= Document source =
>>>>
La limitation du cumul des indemnités me paraît bien plus adaptée pour juguler la tentation multi-électorale de certains élus ; au-delà, la limitation à un mandat exécutif (tout compris, collectivités, EPCI ou EPIC) local outre le mandat parlementaire m'aurait paru plus adaptée, limitant la dispersion des élus sans risquer de couper le lien utile entre représentation locale et représentation nationale.

Déontologie : des avancées attendues, souhaitables et pertinentes, tant sur le terrain de la responsabilité judiciaire des membres de l'exécutif que de la lutte contre les conflits d'intérêt

La réforme de la responsabilité pénale et civile du chef de l'Etat était réclamée depuis longtemps : depuis que l'irresponsabilité pénale d'un président en exercice lui avait permis d'éviter pendant près de 12 ans de répondre d'actes délictueux pour lesquels ses affidés étaient poursuivis, de sorte que quand son mandat s'était achevé, les poursuites pour des actes aussi anciens avaient perdu beaucoup de leur sens. Cette impunité légale, organisée, avait choqué nos concitoyens, appelant une réforme du statut pénal du chef de l'Etat. La mise en place d'un filtre aux poursuites, l'interdiction de la citation directe répondent aux préoccupations d'une mise en cause trop fréquente du président, tandis que la dévolution de l'instruction et du jugement à des juridictions de droit commun écarte l'accusation d'une justice de caste.
<<<<
= Tâche demandée 1 =
Selon le document source, pendant combien de temps l'irresponsabilité pénale d'un président en exercice lui avait-elle permis d'éviter de répondre d'actes délictueux ?

(Extraits d'un jeu de données de segmentation)
>>>>
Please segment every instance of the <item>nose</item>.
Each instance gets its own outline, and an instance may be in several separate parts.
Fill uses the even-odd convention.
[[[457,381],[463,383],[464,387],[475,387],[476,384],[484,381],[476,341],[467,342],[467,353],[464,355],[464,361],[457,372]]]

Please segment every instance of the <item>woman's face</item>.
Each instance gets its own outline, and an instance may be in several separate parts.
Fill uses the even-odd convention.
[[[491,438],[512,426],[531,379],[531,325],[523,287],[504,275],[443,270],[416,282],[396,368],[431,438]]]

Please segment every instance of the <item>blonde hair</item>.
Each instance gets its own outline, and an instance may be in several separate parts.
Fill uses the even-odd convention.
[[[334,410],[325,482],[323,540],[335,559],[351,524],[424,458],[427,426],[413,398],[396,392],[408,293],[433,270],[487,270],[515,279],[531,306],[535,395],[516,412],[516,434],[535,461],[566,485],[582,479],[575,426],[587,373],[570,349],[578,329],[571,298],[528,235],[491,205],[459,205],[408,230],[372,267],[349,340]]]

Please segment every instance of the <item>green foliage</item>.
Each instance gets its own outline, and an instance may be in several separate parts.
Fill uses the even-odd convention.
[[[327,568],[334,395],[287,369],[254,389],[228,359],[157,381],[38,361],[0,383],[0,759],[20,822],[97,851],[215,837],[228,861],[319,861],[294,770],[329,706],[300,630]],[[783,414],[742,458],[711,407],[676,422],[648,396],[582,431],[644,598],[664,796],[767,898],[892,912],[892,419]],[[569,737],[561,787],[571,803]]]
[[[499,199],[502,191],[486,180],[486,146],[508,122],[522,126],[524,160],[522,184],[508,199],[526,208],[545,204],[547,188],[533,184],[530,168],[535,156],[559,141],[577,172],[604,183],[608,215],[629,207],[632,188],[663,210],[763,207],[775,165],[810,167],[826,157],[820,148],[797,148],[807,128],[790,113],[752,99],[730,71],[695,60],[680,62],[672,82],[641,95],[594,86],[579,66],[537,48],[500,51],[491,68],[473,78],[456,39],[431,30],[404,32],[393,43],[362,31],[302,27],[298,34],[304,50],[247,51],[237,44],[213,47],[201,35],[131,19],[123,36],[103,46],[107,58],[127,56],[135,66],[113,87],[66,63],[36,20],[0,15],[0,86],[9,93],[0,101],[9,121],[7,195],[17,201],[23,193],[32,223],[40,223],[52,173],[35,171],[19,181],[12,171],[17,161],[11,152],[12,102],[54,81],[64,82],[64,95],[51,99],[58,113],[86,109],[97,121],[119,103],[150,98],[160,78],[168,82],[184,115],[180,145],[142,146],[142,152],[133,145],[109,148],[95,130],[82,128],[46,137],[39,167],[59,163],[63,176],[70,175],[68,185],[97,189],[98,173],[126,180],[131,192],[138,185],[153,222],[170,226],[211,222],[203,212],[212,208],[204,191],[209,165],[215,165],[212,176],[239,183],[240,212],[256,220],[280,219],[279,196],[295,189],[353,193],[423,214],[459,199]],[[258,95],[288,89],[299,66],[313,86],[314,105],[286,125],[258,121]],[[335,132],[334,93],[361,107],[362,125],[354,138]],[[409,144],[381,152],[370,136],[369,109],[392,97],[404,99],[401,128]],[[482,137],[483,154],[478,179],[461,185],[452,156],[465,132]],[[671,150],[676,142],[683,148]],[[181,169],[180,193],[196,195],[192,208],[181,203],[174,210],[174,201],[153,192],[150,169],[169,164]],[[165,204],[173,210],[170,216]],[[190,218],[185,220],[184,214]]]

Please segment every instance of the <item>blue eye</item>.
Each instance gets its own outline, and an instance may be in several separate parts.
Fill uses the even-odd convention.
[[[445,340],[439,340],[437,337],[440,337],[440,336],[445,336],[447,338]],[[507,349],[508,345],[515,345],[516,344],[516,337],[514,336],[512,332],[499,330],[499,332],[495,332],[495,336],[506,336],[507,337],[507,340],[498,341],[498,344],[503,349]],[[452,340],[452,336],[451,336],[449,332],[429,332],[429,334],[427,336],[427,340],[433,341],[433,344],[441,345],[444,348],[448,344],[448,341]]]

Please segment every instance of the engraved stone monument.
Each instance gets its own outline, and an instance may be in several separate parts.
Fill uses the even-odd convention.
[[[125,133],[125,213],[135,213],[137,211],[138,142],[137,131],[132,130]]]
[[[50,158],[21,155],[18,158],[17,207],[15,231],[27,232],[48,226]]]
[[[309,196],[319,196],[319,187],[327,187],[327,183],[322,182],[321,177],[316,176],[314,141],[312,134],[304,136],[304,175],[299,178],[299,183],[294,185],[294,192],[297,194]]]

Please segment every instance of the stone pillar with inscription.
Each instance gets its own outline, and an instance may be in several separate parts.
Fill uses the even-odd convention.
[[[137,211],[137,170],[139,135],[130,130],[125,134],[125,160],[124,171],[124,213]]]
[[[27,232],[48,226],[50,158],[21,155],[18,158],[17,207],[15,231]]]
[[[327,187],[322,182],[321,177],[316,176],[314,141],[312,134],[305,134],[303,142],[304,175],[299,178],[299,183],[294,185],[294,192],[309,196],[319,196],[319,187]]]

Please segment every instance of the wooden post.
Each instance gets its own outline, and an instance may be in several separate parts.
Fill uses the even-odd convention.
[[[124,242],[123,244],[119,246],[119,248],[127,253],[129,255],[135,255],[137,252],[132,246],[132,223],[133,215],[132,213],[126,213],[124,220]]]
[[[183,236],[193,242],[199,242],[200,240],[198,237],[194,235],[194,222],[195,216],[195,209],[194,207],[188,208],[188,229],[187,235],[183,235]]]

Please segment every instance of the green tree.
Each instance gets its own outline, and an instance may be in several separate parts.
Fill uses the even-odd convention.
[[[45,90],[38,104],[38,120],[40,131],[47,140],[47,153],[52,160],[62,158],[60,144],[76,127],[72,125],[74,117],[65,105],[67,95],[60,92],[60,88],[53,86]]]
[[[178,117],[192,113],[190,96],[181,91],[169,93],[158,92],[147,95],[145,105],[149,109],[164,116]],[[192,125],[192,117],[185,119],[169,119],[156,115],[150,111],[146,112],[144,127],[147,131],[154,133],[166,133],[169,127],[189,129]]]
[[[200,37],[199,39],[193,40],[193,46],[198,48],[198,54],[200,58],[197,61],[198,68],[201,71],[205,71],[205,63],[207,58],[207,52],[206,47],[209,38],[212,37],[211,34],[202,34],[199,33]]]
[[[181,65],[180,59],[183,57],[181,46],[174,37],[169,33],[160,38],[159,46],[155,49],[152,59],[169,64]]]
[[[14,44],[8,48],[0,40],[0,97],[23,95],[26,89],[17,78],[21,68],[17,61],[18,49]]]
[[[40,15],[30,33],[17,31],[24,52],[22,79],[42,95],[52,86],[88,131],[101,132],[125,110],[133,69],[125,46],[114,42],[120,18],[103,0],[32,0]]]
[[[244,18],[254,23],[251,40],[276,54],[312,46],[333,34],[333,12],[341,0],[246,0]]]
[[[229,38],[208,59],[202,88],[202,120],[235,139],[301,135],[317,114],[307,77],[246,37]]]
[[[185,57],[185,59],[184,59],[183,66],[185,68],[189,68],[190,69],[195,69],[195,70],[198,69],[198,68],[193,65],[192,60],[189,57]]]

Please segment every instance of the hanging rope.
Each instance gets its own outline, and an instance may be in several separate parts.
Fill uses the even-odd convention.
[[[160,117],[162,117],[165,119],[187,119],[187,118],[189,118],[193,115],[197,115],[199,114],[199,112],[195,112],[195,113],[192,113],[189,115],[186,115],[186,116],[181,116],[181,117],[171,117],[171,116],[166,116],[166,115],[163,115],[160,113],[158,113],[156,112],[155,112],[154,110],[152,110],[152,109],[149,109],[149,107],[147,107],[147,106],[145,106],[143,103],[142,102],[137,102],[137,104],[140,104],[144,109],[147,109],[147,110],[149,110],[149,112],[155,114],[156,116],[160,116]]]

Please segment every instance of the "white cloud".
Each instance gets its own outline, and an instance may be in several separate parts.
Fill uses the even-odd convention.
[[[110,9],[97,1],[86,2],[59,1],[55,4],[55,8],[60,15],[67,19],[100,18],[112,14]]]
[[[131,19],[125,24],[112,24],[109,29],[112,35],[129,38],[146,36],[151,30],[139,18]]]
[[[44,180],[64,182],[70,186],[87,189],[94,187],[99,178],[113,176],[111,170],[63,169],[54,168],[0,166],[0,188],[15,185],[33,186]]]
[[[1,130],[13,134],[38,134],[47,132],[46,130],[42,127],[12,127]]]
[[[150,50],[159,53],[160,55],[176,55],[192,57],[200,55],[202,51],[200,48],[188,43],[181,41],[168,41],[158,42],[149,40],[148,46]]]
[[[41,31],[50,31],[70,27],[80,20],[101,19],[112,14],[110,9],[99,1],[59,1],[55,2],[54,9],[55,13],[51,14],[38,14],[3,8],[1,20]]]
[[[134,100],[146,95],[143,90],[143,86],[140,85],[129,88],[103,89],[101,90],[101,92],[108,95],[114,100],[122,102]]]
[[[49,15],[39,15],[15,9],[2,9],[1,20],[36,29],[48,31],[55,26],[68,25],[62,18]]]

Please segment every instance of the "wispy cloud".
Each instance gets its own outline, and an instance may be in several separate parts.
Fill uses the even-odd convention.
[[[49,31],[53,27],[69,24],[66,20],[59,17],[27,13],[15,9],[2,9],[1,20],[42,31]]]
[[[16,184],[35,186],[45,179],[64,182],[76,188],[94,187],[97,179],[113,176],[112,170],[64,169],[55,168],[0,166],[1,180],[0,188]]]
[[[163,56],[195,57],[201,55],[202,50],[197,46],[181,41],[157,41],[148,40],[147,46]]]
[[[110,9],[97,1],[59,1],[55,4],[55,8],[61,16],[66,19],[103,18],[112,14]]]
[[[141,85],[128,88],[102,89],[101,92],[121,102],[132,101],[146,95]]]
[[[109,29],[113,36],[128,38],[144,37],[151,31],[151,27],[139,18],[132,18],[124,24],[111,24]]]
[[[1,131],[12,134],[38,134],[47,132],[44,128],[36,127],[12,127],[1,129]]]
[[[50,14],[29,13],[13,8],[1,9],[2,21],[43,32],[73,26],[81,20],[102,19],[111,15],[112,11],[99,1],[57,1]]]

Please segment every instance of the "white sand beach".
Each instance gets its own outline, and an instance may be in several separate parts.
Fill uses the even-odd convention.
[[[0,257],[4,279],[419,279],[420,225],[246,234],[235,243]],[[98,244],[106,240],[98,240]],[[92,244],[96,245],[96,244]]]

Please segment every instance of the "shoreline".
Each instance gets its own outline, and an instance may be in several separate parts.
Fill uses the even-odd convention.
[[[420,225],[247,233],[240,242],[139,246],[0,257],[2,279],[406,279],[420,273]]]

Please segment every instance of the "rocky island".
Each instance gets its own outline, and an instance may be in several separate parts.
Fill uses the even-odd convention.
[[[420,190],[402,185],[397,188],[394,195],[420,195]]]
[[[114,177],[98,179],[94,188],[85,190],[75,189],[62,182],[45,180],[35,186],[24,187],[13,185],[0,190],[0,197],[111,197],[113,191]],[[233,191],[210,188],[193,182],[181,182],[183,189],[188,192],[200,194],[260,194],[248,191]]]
<<<<
= Tâche demandée 2 =
Extrayez des enregistrements chaque ligne qui contient la chaîne "item". La casse doit être respectée.

= Résultat attendu 1 =
Pendant près de 12 ans.

= Résultat attendu 2 =
Please segment every instance of the <item>nose</item>.
Please segment every instance of the <item>woman's face</item>.
Please segment every instance of the <item>blonde hair</item>.
Please segment every instance of the <item>green foliage</item>.
Please segment every instance of the <item>blue eye</item>.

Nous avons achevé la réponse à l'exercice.